■ **Exercise prompt**
Count how many lines in the data below contain the string "mask". Case must match, and reply with the number alone.

■ **Material for this exercise**
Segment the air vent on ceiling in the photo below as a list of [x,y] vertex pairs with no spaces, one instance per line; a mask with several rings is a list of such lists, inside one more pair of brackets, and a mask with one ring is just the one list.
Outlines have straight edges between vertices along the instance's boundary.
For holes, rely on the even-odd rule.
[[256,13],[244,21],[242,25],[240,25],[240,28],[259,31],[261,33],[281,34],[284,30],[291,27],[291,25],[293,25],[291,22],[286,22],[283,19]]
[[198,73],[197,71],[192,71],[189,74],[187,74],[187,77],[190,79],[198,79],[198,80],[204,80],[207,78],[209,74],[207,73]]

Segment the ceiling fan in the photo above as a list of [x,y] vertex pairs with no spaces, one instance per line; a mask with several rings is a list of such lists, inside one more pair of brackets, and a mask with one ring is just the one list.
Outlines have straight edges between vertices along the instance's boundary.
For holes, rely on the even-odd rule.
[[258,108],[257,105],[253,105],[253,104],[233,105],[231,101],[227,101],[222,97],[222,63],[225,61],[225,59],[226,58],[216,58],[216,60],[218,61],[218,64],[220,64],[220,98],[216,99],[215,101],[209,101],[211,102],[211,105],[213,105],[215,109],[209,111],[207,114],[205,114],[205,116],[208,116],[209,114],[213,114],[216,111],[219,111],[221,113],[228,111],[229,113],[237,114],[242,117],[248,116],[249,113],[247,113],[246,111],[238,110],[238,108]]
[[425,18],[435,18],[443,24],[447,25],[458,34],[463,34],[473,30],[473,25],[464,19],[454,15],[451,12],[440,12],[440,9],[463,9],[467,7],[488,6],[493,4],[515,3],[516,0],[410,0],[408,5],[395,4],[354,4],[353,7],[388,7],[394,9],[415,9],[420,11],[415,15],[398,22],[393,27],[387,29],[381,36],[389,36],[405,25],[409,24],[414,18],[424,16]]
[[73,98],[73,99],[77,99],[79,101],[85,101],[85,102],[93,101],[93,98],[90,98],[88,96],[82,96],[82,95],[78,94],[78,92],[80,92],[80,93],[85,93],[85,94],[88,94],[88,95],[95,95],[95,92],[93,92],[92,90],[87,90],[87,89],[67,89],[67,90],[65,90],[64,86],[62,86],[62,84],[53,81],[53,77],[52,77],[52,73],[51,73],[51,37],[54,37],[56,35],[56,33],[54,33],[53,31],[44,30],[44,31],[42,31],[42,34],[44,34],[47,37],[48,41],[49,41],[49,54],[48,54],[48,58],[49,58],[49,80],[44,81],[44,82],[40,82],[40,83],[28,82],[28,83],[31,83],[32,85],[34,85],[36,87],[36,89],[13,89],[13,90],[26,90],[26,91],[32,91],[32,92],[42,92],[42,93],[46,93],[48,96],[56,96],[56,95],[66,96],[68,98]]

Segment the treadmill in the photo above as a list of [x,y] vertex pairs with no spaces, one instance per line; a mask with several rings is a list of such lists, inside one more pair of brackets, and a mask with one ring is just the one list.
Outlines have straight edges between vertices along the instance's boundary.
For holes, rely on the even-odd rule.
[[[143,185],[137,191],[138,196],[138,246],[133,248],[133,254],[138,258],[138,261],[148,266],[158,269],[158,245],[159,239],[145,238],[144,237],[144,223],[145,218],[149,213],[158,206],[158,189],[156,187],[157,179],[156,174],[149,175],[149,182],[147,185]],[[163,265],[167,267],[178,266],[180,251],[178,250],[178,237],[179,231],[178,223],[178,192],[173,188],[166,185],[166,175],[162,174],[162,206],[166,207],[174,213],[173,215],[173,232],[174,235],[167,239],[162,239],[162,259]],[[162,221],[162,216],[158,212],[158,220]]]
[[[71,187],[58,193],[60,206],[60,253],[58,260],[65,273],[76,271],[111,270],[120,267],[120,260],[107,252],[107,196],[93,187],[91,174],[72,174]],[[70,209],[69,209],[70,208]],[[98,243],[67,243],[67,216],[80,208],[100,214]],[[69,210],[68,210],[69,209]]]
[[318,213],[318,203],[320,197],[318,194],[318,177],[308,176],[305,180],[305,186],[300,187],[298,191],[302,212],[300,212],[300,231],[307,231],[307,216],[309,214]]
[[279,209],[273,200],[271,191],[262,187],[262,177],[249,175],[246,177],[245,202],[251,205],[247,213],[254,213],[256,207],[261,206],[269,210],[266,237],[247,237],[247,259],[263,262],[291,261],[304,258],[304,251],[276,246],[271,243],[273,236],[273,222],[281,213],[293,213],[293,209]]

■ **Solution**
3